Your goal
Read the data below. Then repeat all of it exactly.

━━━━━━━━━━

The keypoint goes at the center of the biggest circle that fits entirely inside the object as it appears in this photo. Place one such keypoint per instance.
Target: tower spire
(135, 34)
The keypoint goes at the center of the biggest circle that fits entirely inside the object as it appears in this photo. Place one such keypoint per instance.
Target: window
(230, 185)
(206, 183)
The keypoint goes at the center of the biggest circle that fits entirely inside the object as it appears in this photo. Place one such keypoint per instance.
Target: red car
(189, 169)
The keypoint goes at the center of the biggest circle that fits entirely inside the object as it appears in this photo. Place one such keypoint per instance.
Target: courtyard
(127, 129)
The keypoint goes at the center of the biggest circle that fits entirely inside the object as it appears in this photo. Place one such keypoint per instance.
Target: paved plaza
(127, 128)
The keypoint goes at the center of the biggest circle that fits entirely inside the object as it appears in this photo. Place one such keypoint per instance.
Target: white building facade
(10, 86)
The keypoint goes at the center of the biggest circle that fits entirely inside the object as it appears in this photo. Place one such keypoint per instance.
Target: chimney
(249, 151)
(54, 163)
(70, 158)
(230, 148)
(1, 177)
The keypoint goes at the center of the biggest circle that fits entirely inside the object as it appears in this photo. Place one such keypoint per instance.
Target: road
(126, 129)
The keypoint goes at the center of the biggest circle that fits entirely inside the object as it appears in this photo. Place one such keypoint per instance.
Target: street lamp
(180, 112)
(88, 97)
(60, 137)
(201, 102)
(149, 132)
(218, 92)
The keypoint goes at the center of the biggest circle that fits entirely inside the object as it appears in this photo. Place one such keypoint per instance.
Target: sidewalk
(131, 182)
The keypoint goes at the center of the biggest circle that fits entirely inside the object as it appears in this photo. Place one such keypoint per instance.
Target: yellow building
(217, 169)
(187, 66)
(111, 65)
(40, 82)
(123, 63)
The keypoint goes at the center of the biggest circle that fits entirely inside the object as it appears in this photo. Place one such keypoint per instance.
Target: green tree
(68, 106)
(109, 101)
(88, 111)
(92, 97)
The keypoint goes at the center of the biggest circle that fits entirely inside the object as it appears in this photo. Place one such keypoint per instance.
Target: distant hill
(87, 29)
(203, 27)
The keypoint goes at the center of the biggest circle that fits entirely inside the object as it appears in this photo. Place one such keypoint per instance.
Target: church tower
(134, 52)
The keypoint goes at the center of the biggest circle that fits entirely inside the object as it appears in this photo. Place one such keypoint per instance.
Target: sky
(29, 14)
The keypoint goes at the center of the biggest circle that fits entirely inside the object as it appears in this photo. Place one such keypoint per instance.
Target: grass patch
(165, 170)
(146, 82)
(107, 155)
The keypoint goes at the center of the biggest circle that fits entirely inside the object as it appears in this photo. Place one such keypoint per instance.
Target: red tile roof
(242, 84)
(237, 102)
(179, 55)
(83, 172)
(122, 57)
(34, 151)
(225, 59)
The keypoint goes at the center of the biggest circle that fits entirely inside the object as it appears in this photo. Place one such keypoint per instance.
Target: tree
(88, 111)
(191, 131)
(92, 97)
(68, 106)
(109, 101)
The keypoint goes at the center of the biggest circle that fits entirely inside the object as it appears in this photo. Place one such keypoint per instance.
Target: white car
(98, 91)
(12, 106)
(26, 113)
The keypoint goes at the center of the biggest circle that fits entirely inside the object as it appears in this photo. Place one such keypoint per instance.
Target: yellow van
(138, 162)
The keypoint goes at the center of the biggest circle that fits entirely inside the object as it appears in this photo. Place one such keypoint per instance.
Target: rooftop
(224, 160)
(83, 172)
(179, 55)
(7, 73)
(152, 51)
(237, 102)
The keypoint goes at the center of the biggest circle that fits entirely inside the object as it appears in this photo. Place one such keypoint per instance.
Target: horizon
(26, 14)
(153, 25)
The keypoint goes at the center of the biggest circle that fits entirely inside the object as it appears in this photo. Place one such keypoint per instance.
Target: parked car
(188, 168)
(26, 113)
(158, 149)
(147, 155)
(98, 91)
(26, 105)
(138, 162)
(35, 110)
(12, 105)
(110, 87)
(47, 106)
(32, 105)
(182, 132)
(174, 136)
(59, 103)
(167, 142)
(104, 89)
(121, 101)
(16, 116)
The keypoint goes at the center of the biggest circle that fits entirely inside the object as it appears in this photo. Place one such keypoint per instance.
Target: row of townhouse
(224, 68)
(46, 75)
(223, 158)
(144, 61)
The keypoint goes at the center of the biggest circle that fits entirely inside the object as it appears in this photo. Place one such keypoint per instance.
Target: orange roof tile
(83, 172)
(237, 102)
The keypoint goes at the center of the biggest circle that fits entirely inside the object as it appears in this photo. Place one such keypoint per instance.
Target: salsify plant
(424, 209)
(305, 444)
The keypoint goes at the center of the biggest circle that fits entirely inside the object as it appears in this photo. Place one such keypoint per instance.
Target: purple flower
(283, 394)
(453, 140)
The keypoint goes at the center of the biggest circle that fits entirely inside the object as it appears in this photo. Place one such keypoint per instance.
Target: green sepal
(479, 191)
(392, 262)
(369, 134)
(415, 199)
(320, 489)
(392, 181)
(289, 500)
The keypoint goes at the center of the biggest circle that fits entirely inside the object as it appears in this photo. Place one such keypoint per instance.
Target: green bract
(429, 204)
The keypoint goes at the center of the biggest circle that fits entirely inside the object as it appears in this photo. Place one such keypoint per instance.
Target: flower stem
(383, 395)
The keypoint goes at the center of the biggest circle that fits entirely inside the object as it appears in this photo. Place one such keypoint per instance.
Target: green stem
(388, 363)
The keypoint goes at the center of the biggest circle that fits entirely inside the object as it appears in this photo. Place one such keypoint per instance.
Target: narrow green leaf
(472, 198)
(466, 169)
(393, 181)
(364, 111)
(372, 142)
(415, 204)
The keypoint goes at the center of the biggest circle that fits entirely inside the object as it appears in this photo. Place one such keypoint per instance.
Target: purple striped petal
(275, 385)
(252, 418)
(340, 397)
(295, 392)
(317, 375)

━━━━━━━━━━

Response area
The keypoint goes at the center of the biggest circle that fits entirely inside the object as it appears in this photo. Place one such keypoint per instance.
Target: tower spire
(135, 34)
The keypoint goes at the center of the biggest circle that fits entirely inside the object as it appears in this photo. Place one such keypoint per instance.
Target: window
(230, 185)
(206, 183)
The keypoint goes at the center of the biggest circle that fits entirely inside the object as it appears in this photo. Place one such keypoint per instance.
Target: red car
(189, 169)
The keypoint goes at the center of the biggest circle that fits entirely inside the object as it appears in this photo. Place one such keypoint per instance.
Target: courtyard
(127, 129)
The keypoint goes at the center of the biggest circle that fits entirely inside the object as it appears in this photo. Place one such keypoint per instance.
Target: paved plaza
(127, 128)
The keypoint goes at the center of the biggest circle that fits entirely inside the object as it appears in this photo. Place one such keypoint per instance.
Target: white building facade
(10, 86)
The keypoint goes at the center of the biggest circle that fits entirely inside the object as it appears in this photo. Place one such keypoint per instance.
Target: chimney
(249, 151)
(54, 163)
(70, 158)
(230, 148)
(1, 177)
The keypoint goes at the center of the biggest circle that fits entirely inside the object as it appears in this photo. Place one such keypoint per instance.
Target: road
(126, 129)
The keypoint goes at the center of the biggest circle that fits entirely inside the object as it appears in this photo. Place one such keypoint per instance.
Target: street lamp
(180, 112)
(88, 97)
(60, 137)
(201, 102)
(149, 132)
(218, 92)
The keypoint goes at the center of the biggest circle that fits entirely inside the object as it appears in this photo. Place one such keypoint per instance.
Target: sidewalk
(131, 182)
The keypoint goes at the center of the biggest circle that fits entirely inside the object as it appears in this photo. Place one such keypoint per instance.
Target: yellow building
(217, 169)
(187, 66)
(111, 65)
(40, 82)
(123, 63)
The keypoint goes at the center of the biggest circle that fits entirely inside the object as it appears in this photo. Place one such keypoint per instance.
Target: green tree
(68, 106)
(109, 101)
(88, 111)
(92, 97)
The keypoint goes at the center of the biggest circle that fits entirely inside the object as it appears in this photo. Place one such keypoint per instance.
Target: distant hill
(87, 29)
(203, 27)
The keypoint goes at the center of the biggest circle that fits entirely inside the object as it appears in this photo. Place one such keypoint per instance.
Target: church tower
(134, 52)
The keypoint goes at the center of the biggest circle that fits entirely inside the object as it appears in this photo. Place one such keypoint per instance.
Target: sky
(29, 14)
The keypoint goes at the center of the biggest circle that fits entirely inside the object as it appears in this photo. Place one such keypoint per instance.
Target: grass patch
(165, 170)
(146, 82)
(107, 155)
The keypoint goes at the center of the biggest circle that fits entirely inside the object as it appears in this photo. Place one such keypoint per instance.
Target: red tile roof
(242, 84)
(237, 102)
(179, 55)
(83, 172)
(122, 57)
(34, 151)
(225, 59)
The keypoint goes at the center of the biggest circle that fits entirely inside the object as it appears in this photo. Place one such keypoint per instance.
Target: tree
(88, 111)
(191, 131)
(92, 97)
(68, 106)
(109, 101)
The keypoint goes at the center of the biggest circle that fits entirely inside the object as it appears in this photo. Place one such keypoint per instance.
Target: white car
(98, 91)
(12, 106)
(26, 113)
The keypoint goes at the center of the biggest circle that fits entirely inside the object as it appears in this photo. Place one such keypoint per instance.
Target: yellow van
(138, 162)
The keypoint goes at the center of the biggest circle that fits entirely inside the object as it appears in this photo. Place one such keypoint per instance.
Target: rooftop
(224, 160)
(83, 172)
(179, 55)
(7, 73)
(152, 51)
(237, 102)
The keypoint goes at the center of the biggest circle that fits entirely inside the object as it appears in this photo. Place one such keypoint per instance.
Target: horizon
(26, 14)
(153, 25)
The keypoint goes at the center of the biggest circle that fits entirely inside the object as it appears in this photo. Place one such keypoint per instance.
Target: parked car
(188, 168)
(26, 113)
(158, 149)
(147, 155)
(98, 91)
(26, 105)
(138, 162)
(35, 110)
(12, 105)
(110, 87)
(47, 106)
(32, 105)
(182, 132)
(174, 136)
(59, 103)
(167, 142)
(104, 89)
(121, 101)
(16, 116)
The keypoint goes at the center of the biggest circle that fits entirely inside the object as it appears in this photo. Place one such keypoint per instance.
Target: row of townhouse
(224, 68)
(46, 75)
(223, 158)
(144, 61)
The keypoint goes at the center of the biggest circle that fits entirely inside the object as it appears in this photo. Place one such keypoint per instance.
Target: orange roof tile
(83, 172)
(237, 102)
The keypoint goes at the center of the biggest circle that fits entirely inside the object as it appears in this photo. Place one such keypoint per instance.
Target: salsify plant
(424, 209)
(305, 444)
The keypoint goes at the center of the biggest circle that fits entirely inside the object as it appears in this photo. Place one such keypoint per instance.
Target: purple flower
(283, 394)
(453, 140)
The keypoint goes at the center of the biggest circle that fits entirely inside the object as it appears in this photo. Place one such keypoint per instance.
Target: green sepal
(479, 191)
(392, 262)
(369, 134)
(415, 199)
(320, 489)
(392, 181)
(289, 500)
The keypoint goes at the center of the biggest circle that fits entirely inside the object as it appears in this photo. Place one such keypoint per instance.
Target: green bract
(429, 204)
The keypoint goes at the center of the biggest circle that fits entirely inside the object as it appears in this photo. Place one such keypoint per instance.
Target: flower stem
(383, 395)
The keypoint goes at the center of the biggest circle that fits entirely inside the object as it appears in this photo. Place one such keypoint per instance.
Target: green stem
(388, 363)
The keypoint goes at the center of the biggest circle that fits entirely inside the object as it appears in this photo. Place one such keypoint per instance.
Target: narrow green leaf
(472, 198)
(466, 169)
(393, 181)
(364, 111)
(372, 142)
(415, 204)
The keypoint goes at the center of the biggest circle that fits entirely inside the object as it appears in this photo. Place one such keypoint per instance.
Target: purple striped petal
(275, 385)
(252, 418)
(340, 397)
(295, 392)
(317, 375)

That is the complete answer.